Task item → Return a copy of every line in the data below that contains "trowel".
[Opening Material shown section]
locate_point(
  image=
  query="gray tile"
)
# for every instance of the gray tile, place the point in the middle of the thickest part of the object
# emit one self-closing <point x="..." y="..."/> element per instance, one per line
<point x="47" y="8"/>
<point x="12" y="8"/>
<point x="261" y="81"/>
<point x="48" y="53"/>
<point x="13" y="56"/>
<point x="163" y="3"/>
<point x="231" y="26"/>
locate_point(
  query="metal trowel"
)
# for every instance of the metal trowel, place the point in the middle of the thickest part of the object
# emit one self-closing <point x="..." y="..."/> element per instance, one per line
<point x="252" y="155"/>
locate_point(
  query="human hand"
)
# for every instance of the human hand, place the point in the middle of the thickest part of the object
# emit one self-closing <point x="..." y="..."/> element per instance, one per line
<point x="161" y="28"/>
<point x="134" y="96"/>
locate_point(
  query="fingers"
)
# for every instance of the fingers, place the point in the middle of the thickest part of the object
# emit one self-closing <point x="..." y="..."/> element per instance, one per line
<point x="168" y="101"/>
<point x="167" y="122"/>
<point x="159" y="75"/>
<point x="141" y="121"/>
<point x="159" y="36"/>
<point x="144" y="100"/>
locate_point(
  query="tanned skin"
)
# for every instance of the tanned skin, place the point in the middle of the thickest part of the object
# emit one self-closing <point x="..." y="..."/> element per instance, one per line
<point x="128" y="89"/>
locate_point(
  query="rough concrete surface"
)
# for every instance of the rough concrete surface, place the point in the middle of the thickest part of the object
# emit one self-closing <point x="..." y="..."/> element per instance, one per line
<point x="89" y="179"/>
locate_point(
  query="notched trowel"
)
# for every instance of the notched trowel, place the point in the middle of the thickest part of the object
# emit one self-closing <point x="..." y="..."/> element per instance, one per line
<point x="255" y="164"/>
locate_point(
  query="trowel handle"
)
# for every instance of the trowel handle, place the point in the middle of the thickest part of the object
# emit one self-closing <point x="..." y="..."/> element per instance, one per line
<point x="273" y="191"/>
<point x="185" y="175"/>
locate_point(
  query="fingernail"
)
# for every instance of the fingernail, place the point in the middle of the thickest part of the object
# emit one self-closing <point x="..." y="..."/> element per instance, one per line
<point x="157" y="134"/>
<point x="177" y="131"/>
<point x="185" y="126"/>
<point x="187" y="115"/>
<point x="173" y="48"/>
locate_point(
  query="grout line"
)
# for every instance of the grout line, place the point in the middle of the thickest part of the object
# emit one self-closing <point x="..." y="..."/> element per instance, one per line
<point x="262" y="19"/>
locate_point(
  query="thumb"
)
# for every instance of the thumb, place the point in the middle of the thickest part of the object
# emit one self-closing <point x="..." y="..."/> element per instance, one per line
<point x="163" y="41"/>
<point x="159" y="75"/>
[Closing Material shown section]
Output of the task →
  query="metal trowel"
# for every instance of the metal trowel, place the point in the middle of the thickest part of the object
  query="notched trowel"
# for every instance of the notched trowel, place the point in the middle of the thickest part of the object
  query="trowel handle"
# for every instance of the trowel handle, place the point in the middle of the thickest part of the object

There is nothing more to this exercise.